• EXERCISE DIRECTIONS:
Reproduce every line of the material below word for word, in the same order and with the same line breaks.

Point placement records:
— begin —
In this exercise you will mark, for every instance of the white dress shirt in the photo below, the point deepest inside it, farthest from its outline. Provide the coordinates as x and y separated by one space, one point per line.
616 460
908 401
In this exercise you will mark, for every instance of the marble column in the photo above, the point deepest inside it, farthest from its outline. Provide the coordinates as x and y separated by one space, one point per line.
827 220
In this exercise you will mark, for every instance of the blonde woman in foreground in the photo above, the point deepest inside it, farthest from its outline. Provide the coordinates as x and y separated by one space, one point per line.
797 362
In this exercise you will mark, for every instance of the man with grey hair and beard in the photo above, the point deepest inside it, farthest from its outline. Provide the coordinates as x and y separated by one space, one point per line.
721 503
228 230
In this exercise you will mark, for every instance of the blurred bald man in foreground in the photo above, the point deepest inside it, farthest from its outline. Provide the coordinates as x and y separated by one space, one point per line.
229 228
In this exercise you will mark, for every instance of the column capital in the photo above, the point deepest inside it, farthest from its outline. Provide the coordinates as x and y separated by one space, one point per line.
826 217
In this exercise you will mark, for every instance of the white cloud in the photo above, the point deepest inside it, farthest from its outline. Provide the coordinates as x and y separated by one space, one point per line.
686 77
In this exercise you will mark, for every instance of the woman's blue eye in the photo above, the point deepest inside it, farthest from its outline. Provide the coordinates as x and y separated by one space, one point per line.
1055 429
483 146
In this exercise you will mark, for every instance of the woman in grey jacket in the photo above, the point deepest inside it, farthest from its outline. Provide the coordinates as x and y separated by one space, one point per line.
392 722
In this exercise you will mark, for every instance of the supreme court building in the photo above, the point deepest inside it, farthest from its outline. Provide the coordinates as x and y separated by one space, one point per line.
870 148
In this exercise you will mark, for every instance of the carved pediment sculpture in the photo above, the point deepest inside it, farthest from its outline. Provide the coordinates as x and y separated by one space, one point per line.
— end —
• ANSWER TO THIS EXERCISE:
In this exercise you will mark, for every instance of the white dress shirt in the photo below, the point deepest inside it, farthest from its outline. Provide the coordinates as x and y separated by one space, one point per line.
616 460
908 401
In this exercise you will mark, for every instance of the marble column in the photo above, the point deepest inside it, farthest from its outline. Provide the coordinates as x and y separated by one space, one point per line.
827 220
In this exercise you will mark, for every instance of the blonde woman in foreground in the photo above, the point deepest inside it, farthest from its outline. Provide the coordinates as x and y separated by one space, one point per line.
797 362
In this exercise you will mark, for every instance of the man with grey hair and beard in the photo above, the point deepest inside it, farthest from its outline. Provide the coordinates as x and y separated by one space, one point per line.
721 503
228 230
In this exercise you will mark, for every instance of the blurred bald man in foreground in the photo above, the point deepest inside it, farthest from its outline. Provide the coordinates as x and y separated by one space, one point per line.
229 228
In this exercise you will mark, for every instance of the column capital in the photo above, the point deepest inside it, farthest from its outline. Provide the coordinates as x and y separated by one space, one point per line.
826 217
In this exercise you will mark, for every instance of the white cloud in the photo above, the point deepest inside it, farthest from its outline. Provide the coordinates as x and y separated by one space, one point per line.
686 77
In this exercise you will mark, for every instance of the woman's blue eye in the photo above, the point deepest inside it, farthest from its outline. Provide the coordinates as x and y separated by one space, one point per line.
1055 429
483 146
In this exercise you will mark, for every instance of the woman in grey jacket in the photo above, the point deepest inside it, farthest from its outline. Provide the coordinates as x and y separated by one space, one point per line.
392 722
In this exercise you will mark, for every instance of the supreme court building in the photo above, the point deepest inside it, farthest from its outline. Provide the coordinates as x and y separated by one space, one point per line.
870 148
In this exercise you will mark, for every instance of the carved pediment sculpture in the photo above, the point deepest inside it, farthest from its outline. Provide the coordinates as x and y separated by one space, one point per line.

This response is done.